[Point labels for photos]

>> BEGIN

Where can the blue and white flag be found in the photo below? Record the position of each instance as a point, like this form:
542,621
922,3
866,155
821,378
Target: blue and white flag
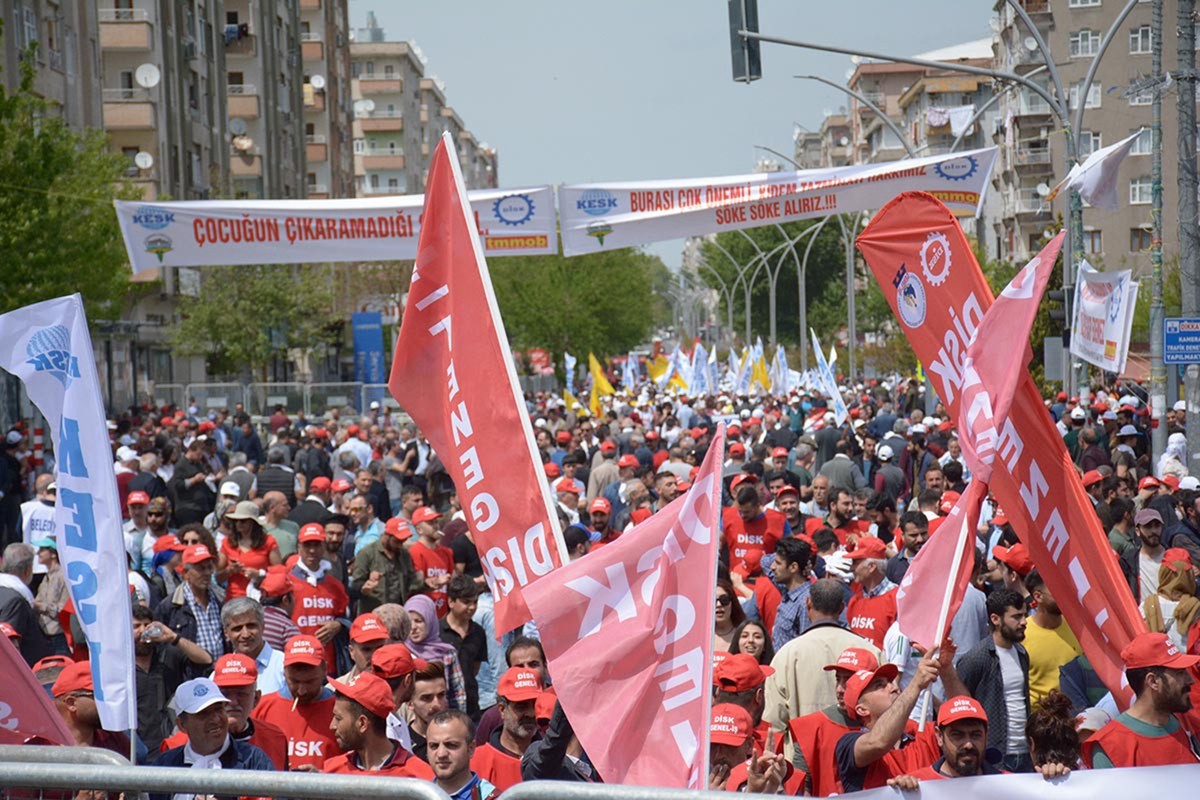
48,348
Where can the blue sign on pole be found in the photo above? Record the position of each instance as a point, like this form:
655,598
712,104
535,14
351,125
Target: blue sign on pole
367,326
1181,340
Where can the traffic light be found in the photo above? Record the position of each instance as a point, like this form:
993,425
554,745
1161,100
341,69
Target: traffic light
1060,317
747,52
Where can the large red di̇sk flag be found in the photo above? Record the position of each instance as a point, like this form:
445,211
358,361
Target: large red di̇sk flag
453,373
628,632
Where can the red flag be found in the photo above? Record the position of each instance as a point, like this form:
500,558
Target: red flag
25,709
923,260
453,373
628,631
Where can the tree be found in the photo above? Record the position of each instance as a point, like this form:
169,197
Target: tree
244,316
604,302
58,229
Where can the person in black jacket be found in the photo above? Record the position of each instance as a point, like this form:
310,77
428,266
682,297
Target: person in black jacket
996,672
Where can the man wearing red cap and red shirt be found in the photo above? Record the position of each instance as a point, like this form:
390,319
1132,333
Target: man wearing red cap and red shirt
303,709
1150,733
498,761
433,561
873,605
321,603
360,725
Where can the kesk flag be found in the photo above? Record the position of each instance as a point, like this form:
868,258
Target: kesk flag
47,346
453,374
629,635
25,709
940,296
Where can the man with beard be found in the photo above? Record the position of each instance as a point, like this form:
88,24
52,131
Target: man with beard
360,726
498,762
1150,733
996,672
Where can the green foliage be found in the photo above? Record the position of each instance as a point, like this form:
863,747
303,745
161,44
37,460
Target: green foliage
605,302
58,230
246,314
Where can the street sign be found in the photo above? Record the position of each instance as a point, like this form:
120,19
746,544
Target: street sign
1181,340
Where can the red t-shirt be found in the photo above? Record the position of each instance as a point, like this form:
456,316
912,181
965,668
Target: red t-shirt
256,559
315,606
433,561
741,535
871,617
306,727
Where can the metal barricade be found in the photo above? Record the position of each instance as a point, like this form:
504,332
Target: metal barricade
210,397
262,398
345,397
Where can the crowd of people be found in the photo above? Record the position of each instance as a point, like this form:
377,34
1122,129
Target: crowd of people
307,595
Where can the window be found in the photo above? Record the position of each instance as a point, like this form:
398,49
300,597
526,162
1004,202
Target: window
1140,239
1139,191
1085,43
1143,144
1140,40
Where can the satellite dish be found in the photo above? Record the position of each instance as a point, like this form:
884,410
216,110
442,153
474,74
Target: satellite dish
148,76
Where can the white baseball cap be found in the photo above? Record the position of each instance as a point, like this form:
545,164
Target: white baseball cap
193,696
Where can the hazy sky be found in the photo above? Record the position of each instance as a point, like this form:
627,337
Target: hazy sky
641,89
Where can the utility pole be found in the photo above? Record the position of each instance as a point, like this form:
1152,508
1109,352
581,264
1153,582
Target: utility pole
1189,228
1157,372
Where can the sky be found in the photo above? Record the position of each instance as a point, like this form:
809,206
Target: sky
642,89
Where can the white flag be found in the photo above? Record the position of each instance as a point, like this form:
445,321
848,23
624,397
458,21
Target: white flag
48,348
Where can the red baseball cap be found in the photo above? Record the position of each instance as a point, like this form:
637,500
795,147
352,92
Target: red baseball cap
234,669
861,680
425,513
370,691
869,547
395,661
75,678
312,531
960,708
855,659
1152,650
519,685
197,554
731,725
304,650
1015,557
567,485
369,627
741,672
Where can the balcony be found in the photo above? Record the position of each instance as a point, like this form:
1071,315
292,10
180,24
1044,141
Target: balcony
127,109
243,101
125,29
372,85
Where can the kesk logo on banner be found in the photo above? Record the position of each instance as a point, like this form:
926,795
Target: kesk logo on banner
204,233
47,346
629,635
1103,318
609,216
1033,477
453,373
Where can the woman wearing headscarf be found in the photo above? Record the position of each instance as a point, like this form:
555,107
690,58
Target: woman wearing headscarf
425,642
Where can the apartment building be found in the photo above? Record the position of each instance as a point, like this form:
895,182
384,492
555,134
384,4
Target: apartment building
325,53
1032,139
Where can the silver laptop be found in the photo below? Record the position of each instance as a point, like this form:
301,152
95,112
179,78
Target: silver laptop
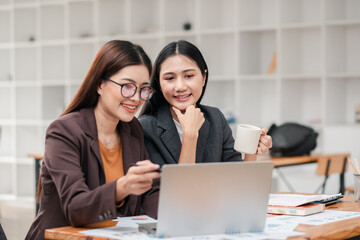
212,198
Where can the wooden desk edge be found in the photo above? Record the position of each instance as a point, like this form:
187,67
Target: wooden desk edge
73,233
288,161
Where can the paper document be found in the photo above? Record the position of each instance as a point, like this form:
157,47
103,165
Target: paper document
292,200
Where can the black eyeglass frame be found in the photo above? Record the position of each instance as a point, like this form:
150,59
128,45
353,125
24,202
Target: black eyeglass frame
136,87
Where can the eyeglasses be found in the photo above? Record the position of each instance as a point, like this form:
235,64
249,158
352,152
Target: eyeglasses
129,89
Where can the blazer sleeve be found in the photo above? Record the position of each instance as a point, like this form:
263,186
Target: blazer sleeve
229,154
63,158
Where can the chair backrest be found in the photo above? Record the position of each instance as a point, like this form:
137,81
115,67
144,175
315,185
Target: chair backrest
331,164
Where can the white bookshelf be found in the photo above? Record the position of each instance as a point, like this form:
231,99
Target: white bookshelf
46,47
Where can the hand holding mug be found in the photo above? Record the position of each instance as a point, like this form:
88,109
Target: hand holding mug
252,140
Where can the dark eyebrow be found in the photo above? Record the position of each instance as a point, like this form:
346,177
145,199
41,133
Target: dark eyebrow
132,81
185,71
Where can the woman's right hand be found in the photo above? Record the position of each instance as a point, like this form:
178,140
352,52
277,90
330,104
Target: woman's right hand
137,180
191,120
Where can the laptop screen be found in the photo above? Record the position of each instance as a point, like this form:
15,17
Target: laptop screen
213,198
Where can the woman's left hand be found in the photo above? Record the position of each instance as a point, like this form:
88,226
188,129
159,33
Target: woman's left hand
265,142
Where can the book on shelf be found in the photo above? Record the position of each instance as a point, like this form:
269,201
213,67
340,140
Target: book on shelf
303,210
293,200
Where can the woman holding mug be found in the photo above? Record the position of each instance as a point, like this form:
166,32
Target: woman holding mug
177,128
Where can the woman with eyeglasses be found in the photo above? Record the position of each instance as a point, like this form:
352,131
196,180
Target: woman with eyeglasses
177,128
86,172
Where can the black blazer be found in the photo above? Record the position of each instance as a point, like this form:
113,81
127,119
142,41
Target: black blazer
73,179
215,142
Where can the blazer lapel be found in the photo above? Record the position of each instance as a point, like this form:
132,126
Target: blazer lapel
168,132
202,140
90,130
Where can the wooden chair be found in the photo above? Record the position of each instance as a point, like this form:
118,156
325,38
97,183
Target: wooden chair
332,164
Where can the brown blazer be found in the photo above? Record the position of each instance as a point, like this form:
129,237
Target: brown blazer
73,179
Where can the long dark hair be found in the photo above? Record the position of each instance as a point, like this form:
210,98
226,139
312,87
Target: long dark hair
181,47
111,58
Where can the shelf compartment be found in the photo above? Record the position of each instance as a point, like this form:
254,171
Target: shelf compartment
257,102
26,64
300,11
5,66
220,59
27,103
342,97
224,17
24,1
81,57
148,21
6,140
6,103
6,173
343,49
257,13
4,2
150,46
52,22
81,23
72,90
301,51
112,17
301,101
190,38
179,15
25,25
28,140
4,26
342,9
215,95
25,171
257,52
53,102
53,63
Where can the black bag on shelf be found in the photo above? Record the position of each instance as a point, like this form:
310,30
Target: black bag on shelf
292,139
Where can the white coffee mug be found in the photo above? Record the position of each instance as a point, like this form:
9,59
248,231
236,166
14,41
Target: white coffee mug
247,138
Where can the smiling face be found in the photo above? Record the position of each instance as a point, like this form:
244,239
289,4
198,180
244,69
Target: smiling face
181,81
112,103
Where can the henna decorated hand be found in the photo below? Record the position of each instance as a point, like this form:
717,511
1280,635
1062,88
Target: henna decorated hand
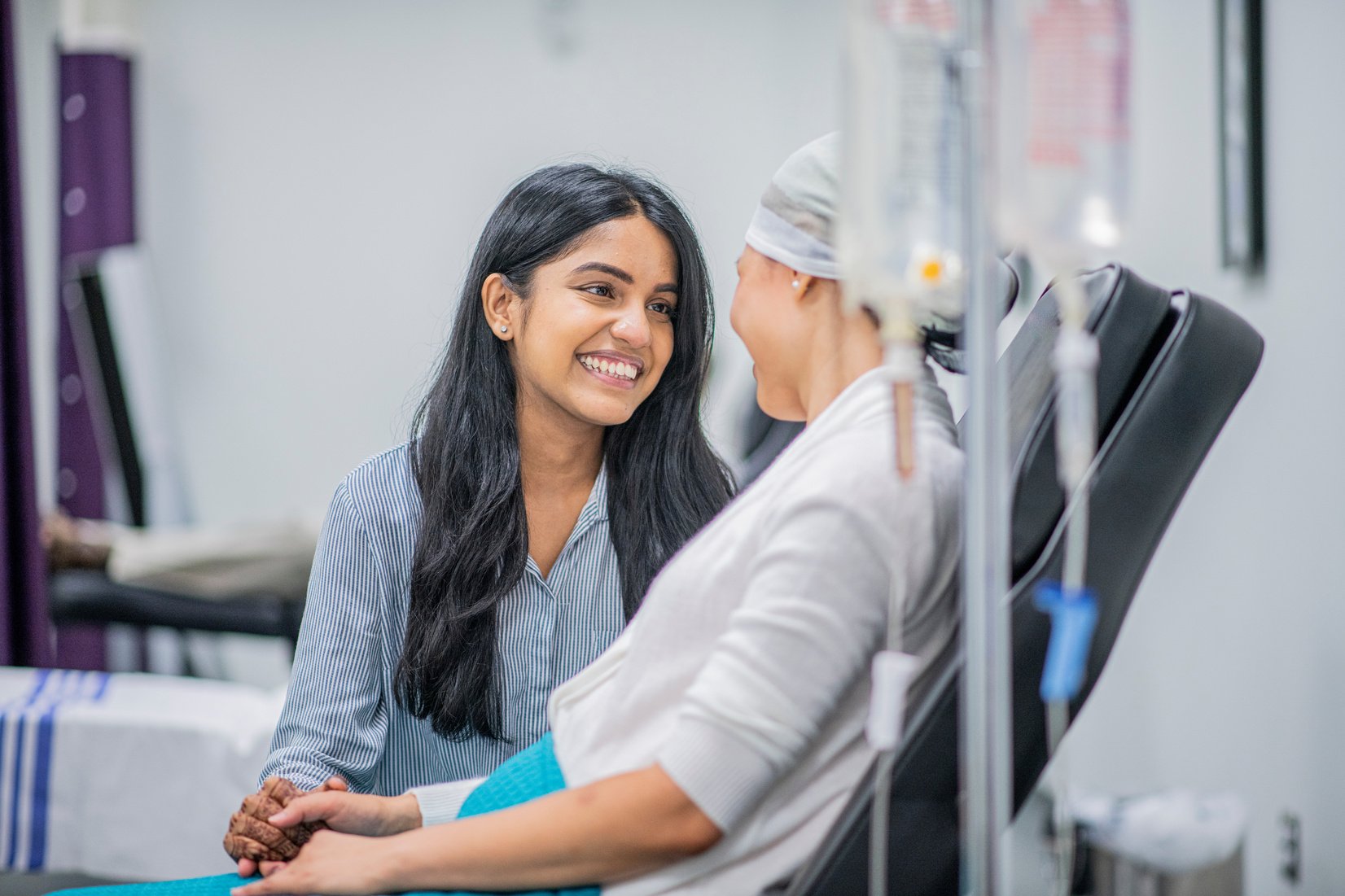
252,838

>> END

CHALLENGE -
Rename "shelf compartment" to "shelf cubby" in everything from the line containing "Where can the long" down to the last line, and give those lines again with nothing else changed. Leave the pictures out.

EXPECTED OUTPUT -
Where can the long dark hair be found in the photo above? Record the position of each instance as a point, like this form:
210,98
226,139
312,87
Target: long dark hair
181,47
111,58
Where can the shelf cubby be found in the photo above? Record the position of each instance as a point, like this form:
254,171
Target: shelf cubby
257,102
26,64
300,11
5,66
220,59
27,103
342,97
224,17
24,1
81,57
148,21
6,140
6,103
6,173
343,49
257,13
4,2
150,46
52,22
81,23
72,90
301,51
112,17
301,101
190,38
179,15
25,25
28,140
4,26
342,9
215,95
25,171
257,52
53,102
53,63
Where can the black bag on shelf be found in the photo above? Record the position of each instance as a point, like this form:
310,30
Target: black bag on shelf
292,139
Where can the white coffee mug be found in the photo above? Record the position of each instance as a point, like this form:
9,59
248,231
236,166
14,41
Target: white coffee mug
247,138
Where can the smiling face be found in the photo above? Record the position of each instance as a point, like this form:
244,239
289,4
198,180
244,69
Target: smiling face
181,81
112,103
Where can the henna decorated hand be found in the photo below? Record the position of each instance as a point, like this form:
717,511
1280,635
1062,88
Target: henna decorated hand
252,838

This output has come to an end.